:: Goal ::
Arrange the stretch of material below, from its start through the line containing "148,99,310,130", as a Markdown table with the columns Row and Material line. Number each row and leave out any blank lines.

:: Records shown ::

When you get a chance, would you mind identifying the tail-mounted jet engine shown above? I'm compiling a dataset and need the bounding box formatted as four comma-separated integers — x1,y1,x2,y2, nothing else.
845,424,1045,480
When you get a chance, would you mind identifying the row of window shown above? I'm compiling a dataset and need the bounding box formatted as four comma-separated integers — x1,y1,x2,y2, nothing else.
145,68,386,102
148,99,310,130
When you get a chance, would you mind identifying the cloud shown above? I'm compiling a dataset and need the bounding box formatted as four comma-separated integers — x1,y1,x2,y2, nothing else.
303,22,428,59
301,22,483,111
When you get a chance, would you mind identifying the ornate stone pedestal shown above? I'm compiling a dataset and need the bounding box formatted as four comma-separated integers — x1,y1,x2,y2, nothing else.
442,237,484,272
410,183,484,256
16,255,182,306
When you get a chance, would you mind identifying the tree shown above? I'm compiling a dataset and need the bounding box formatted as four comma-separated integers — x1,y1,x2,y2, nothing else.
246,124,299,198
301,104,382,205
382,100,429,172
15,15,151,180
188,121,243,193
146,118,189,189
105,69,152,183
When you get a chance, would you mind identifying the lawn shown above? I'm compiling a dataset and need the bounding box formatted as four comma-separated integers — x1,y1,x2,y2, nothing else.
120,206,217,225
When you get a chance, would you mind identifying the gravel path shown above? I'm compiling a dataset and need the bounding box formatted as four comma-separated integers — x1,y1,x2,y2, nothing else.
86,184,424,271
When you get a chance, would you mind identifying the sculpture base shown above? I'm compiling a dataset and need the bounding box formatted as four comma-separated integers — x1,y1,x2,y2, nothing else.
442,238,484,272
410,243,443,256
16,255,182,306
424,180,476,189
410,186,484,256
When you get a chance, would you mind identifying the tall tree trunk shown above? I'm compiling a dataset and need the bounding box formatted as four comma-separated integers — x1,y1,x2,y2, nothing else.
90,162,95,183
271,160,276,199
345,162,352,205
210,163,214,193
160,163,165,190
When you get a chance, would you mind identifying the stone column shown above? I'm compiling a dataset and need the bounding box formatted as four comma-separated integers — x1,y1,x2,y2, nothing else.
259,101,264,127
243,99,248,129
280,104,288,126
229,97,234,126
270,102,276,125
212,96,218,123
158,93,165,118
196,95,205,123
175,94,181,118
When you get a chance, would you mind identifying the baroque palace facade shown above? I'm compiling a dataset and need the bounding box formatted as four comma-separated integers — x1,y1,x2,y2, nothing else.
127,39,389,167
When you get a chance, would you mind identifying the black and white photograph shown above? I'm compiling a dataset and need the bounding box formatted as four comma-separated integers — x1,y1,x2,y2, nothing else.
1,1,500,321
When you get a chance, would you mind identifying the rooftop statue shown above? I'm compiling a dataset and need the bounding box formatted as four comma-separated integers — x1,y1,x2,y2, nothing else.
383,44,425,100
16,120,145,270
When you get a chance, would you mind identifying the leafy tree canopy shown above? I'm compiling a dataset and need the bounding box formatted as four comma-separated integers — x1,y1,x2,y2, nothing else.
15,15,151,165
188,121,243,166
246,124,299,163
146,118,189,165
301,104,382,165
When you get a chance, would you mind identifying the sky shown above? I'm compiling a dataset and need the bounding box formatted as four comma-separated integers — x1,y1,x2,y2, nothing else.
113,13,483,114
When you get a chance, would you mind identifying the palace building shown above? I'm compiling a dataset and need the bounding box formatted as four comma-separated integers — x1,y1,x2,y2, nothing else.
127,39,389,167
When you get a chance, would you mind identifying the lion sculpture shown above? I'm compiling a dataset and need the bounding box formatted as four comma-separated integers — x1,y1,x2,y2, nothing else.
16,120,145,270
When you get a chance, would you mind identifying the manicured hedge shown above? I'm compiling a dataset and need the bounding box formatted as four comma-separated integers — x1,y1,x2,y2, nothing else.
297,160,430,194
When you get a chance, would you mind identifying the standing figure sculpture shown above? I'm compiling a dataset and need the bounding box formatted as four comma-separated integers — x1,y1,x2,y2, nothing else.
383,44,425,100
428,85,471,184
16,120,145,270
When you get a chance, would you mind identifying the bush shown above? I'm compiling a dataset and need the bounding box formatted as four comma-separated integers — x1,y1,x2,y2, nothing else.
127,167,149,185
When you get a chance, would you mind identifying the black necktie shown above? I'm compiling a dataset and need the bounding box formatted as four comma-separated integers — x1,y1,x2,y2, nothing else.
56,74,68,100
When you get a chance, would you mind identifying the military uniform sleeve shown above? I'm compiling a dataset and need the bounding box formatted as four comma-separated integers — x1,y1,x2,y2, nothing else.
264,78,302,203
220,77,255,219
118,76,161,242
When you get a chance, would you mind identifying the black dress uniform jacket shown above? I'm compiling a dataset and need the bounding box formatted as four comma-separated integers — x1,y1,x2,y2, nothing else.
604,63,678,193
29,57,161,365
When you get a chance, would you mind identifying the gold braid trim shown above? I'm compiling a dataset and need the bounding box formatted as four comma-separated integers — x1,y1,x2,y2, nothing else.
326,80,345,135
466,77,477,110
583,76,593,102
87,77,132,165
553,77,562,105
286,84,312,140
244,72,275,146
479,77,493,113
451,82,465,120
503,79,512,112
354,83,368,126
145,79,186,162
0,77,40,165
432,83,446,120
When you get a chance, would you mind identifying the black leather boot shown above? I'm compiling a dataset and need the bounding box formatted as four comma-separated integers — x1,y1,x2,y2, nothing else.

:: Solution for this problem ::
| Row | Material line |
|---|---|
| 1 | When you get a chance, would you mind identifying the tail-mounted jet engine shown above? I'm compiling a dataset and need the bounding box formatted as four comma-separated integers — x1,y1,x2,y2, nothing else. |
| 2 | 845,424,1045,480 |
| 3 | When you get a chance, would you mind identifying the row of window shown above? I'm compiling a dataset and need the bounding box formatted as four comma-separated integers — x1,y1,x2,y2, nothing else. |
| 4 | 145,68,386,102 |
| 5 | 148,99,310,130 |